▸ TASK INSTRUCTIONS
Rename every "Target" to "Object" in the items below, and write out the lines again with nothing else altered.
━━━ SUPPLIED DATA
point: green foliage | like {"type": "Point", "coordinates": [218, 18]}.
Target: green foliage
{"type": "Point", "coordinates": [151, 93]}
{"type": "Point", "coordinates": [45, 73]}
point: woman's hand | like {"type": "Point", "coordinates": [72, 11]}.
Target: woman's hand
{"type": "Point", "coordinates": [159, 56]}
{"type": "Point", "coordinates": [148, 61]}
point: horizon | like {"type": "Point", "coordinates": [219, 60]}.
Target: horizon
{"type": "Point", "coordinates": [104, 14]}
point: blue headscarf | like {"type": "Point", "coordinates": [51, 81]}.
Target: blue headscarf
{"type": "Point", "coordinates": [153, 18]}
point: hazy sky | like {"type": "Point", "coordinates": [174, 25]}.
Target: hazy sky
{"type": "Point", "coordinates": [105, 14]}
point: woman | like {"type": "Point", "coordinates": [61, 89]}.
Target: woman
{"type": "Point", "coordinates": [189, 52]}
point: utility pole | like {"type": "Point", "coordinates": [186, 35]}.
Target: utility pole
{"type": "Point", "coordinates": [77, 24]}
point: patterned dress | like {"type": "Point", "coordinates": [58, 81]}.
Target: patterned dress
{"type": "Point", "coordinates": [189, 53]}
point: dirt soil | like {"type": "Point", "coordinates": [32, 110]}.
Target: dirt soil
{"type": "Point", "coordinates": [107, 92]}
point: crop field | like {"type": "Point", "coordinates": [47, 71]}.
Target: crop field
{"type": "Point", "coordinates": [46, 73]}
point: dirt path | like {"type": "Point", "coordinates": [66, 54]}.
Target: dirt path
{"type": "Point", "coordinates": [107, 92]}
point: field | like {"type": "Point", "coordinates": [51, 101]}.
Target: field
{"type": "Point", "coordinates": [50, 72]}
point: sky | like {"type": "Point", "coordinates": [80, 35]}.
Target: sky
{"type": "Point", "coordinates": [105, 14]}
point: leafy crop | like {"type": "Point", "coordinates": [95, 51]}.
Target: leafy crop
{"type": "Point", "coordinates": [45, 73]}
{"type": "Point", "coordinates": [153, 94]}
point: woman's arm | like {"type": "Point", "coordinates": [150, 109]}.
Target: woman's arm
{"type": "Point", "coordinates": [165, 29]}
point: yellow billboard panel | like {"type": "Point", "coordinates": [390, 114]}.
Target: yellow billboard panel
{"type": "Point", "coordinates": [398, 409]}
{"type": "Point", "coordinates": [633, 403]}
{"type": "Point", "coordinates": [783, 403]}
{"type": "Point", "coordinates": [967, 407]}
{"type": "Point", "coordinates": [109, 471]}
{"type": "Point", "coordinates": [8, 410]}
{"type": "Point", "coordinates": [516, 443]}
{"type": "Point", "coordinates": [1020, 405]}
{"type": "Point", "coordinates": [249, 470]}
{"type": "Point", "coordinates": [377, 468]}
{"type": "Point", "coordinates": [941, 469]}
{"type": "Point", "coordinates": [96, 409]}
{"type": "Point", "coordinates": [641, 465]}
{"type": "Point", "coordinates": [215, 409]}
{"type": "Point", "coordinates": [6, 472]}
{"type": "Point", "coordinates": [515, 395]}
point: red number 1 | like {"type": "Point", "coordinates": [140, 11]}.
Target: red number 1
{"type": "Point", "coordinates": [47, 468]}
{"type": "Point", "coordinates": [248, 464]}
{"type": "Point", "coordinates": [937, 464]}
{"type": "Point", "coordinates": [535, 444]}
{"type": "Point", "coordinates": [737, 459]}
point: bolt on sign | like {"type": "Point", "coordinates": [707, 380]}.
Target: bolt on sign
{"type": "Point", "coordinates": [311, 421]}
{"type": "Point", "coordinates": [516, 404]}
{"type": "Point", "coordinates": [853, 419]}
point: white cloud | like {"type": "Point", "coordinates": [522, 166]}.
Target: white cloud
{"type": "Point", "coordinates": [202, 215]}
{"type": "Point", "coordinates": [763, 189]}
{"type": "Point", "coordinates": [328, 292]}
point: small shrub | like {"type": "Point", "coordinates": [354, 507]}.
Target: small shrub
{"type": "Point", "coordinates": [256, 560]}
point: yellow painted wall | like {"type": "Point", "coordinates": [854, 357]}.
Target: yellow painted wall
━━━━━━
▸ RESULT OF THIS TASK
point: green foliage | like {"type": "Point", "coordinates": [218, 18]}.
Object: green foliage
{"type": "Point", "coordinates": [151, 93]}
{"type": "Point", "coordinates": [45, 73]}
point: woman's hand | like {"type": "Point", "coordinates": [72, 11]}.
Object: woman's hand
{"type": "Point", "coordinates": [159, 56]}
{"type": "Point", "coordinates": [148, 61]}
point: horizon | like {"type": "Point", "coordinates": [219, 60]}.
Object: horizon
{"type": "Point", "coordinates": [104, 14]}
point: blue headscarf | like {"type": "Point", "coordinates": [51, 81]}.
Object: blue headscarf
{"type": "Point", "coordinates": [153, 18]}
point: hazy sky | like {"type": "Point", "coordinates": [174, 25]}.
Object: hazy sky
{"type": "Point", "coordinates": [105, 14]}
point: woman | like {"type": "Point", "coordinates": [61, 89]}.
Object: woman
{"type": "Point", "coordinates": [189, 52]}
point: utility pole | like {"type": "Point", "coordinates": [186, 35]}.
Object: utility pole
{"type": "Point", "coordinates": [77, 24]}
point: patterned dress | like {"type": "Point", "coordinates": [58, 81]}.
Object: patterned dress
{"type": "Point", "coordinates": [189, 53]}
point: dirt soil | like {"type": "Point", "coordinates": [32, 110]}.
Object: dirt soil
{"type": "Point", "coordinates": [107, 92]}
point: crop field | like {"type": "Point", "coordinates": [47, 71]}.
Object: crop field
{"type": "Point", "coordinates": [46, 73]}
point: dirt path | like {"type": "Point", "coordinates": [66, 54]}.
Object: dirt path
{"type": "Point", "coordinates": [107, 92]}
point: field | like {"type": "Point", "coordinates": [51, 101]}.
Object: field
{"type": "Point", "coordinates": [50, 72]}
point: sky | like {"type": "Point", "coordinates": [80, 35]}.
Object: sky
{"type": "Point", "coordinates": [105, 14]}
point: leafy crop | like {"type": "Point", "coordinates": [95, 51]}.
Object: leafy crop
{"type": "Point", "coordinates": [45, 73]}
{"type": "Point", "coordinates": [153, 94]}
point: woman's arm | like {"type": "Point", "coordinates": [150, 109]}.
Object: woman's arm
{"type": "Point", "coordinates": [165, 29]}
point: yellow billboard panel | like {"type": "Point", "coordinates": [390, 114]}.
Object: yellow billboard panel
{"type": "Point", "coordinates": [398, 409]}
{"type": "Point", "coordinates": [633, 403]}
{"type": "Point", "coordinates": [783, 403]}
{"type": "Point", "coordinates": [967, 407]}
{"type": "Point", "coordinates": [109, 471]}
{"type": "Point", "coordinates": [8, 410]}
{"type": "Point", "coordinates": [516, 443]}
{"type": "Point", "coordinates": [1020, 405]}
{"type": "Point", "coordinates": [249, 470]}
{"type": "Point", "coordinates": [377, 468]}
{"type": "Point", "coordinates": [941, 469]}
{"type": "Point", "coordinates": [96, 409]}
{"type": "Point", "coordinates": [641, 465]}
{"type": "Point", "coordinates": [215, 409]}
{"type": "Point", "coordinates": [6, 472]}
{"type": "Point", "coordinates": [515, 395]}
point: red number 1 | like {"type": "Point", "coordinates": [140, 11]}.
Object: red number 1
{"type": "Point", "coordinates": [47, 468]}
{"type": "Point", "coordinates": [248, 464]}
{"type": "Point", "coordinates": [937, 464]}
{"type": "Point", "coordinates": [535, 444]}
{"type": "Point", "coordinates": [737, 459]}
point: bolt on sign | like {"type": "Point", "coordinates": [707, 380]}.
Object: bolt on sign
{"type": "Point", "coordinates": [311, 421]}
{"type": "Point", "coordinates": [516, 404]}
{"type": "Point", "coordinates": [853, 419]}
point: white cloud | like {"type": "Point", "coordinates": [522, 166]}.
Object: white cloud
{"type": "Point", "coordinates": [202, 215]}
{"type": "Point", "coordinates": [763, 189]}
{"type": "Point", "coordinates": [328, 292]}
point: small shrub | like {"type": "Point", "coordinates": [354, 507]}.
Object: small shrub
{"type": "Point", "coordinates": [256, 560]}
point: yellow painted wall | like {"type": "Point", "coordinates": [854, 357]}.
Object: yellow painted wall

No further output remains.